**SET TASK:**
Reproduce the stretch of entries from the line containing "the flower bud" through the end of the entries, substituting "place a marker" for "set a pin" and leaving everything else unchanged.

**STORED DATA:**
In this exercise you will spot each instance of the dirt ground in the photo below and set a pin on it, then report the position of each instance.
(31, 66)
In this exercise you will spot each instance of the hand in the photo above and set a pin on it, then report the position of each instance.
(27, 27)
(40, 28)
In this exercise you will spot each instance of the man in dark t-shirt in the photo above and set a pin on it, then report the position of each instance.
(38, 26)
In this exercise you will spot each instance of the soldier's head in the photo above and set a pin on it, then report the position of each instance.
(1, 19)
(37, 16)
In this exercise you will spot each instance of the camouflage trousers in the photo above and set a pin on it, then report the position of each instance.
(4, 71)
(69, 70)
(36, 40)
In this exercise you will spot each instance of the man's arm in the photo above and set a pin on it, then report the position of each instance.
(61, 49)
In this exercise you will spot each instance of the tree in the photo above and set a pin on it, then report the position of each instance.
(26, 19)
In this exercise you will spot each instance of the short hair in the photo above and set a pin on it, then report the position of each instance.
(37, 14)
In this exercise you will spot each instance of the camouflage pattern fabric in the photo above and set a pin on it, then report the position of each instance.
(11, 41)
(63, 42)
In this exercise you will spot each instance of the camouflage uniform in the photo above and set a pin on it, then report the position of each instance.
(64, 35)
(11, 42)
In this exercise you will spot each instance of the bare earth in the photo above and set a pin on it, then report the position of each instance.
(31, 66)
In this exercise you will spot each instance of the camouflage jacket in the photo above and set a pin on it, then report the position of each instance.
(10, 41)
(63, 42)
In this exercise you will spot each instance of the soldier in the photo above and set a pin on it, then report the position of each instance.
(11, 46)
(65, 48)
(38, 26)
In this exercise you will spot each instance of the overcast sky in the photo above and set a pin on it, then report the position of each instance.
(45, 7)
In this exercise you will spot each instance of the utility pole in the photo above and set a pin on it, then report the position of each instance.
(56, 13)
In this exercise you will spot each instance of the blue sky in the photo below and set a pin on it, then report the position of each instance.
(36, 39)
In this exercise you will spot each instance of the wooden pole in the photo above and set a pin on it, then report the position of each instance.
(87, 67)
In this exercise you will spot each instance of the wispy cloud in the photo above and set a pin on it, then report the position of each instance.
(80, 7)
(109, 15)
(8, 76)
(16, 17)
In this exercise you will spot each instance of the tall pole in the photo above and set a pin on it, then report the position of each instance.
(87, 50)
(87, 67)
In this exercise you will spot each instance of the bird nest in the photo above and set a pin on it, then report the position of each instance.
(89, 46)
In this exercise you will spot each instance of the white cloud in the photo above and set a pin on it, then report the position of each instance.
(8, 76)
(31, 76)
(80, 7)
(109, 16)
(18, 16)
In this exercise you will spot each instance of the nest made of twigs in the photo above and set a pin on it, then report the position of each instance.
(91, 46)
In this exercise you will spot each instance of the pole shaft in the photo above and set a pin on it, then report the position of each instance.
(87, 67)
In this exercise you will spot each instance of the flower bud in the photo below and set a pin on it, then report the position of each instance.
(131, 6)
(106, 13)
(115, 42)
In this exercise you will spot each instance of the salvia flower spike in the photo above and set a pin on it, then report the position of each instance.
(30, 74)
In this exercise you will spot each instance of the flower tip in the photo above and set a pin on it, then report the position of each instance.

**EXERCISE SOLUTION:**
In this exercise you will spot each instance of the flower bud in the photo below and place a marker on it, then report the position of each instance.
(131, 6)
(106, 13)
(115, 42)
In this exercise you will spot each instance of the salvia flower spike in the photo above and place a marker on it, then report the position of each instance.
(30, 74)
In this exercise you will spot each instance of the flower tip in the photo above and place a marker on it, then report the position of each instance.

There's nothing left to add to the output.